GOAL OF THE EXERCISE:
Please restate, exactly as they appear, only the lines from the one that contains "The locator SHOULD return, for each instance of the stone" to the final line of the entries, with no pictures.

TASK INPUT:
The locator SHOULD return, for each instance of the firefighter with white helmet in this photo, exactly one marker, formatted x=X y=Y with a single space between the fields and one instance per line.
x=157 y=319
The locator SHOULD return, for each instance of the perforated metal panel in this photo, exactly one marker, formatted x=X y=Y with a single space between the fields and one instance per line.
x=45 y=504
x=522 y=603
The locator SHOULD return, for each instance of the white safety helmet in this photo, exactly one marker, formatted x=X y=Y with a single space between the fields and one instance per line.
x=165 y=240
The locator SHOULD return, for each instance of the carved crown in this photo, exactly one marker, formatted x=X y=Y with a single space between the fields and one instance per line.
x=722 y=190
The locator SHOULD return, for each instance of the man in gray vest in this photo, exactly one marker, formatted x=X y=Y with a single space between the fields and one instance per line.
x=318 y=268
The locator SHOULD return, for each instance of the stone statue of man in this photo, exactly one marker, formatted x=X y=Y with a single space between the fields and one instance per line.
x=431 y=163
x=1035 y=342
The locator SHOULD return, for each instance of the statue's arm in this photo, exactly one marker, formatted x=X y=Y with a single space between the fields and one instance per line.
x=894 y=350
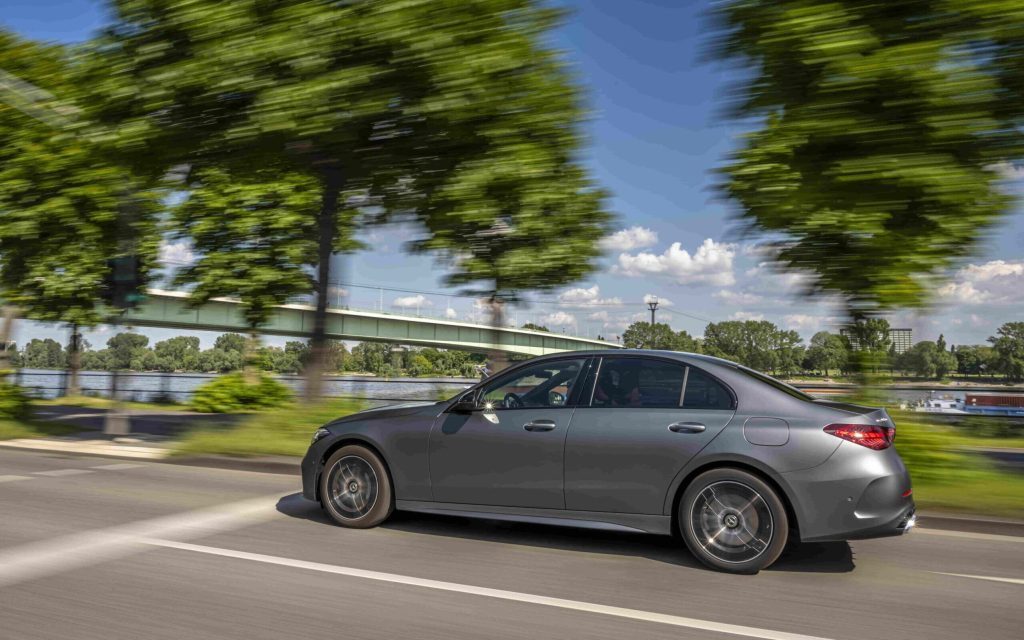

ANSWER AREA:
The locator SHOULD return, for each instance of the stone statue of man in this photo, exactly one marker, formatted x=X y=Y with a single space between the fields and one instance per line.
x=431 y=163
x=1035 y=342
The locator SHOULD return, for each instance of the statue's arm in this photo, exactly one marker, formatted x=X y=Y with a single space between the fields and one instance per line.
x=894 y=350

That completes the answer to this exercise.